REQUEST | Rewrite all of the material below with "queried objects" changed to "requested objects" and nothing else altered.

INPUT ROWS |
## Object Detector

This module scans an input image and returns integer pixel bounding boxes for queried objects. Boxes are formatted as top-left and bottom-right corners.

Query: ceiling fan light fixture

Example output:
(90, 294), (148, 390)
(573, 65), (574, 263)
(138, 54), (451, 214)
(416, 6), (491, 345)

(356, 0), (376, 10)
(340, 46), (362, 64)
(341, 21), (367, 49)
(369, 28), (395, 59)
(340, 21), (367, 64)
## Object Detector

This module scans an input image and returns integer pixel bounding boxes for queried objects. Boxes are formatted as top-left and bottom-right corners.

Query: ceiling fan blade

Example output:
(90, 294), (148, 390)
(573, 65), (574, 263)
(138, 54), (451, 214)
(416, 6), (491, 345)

FINAL RESULT |
## Object Detector

This module scans an input image and returns integer pixel bounding boxes for requested objects. Boxes are formatted as top-left and bottom-right corners.

Query: ceiling fan light fixture

Example output:
(90, 294), (148, 390)
(573, 65), (574, 263)
(138, 54), (451, 214)
(416, 6), (491, 345)

(356, 0), (376, 10)
(340, 46), (362, 64)
(341, 21), (367, 49)
(369, 28), (395, 59)
(340, 21), (367, 64)
## Object Detector

This module scans an input image and returns integer pixel bounding boxes for requested objects. Boxes are formatted as top-left and bottom-right corners.

Query: ceiling fan blade

Example output:
(90, 294), (148, 390)
(573, 65), (574, 263)
(138, 54), (451, 214)
(416, 6), (491, 345)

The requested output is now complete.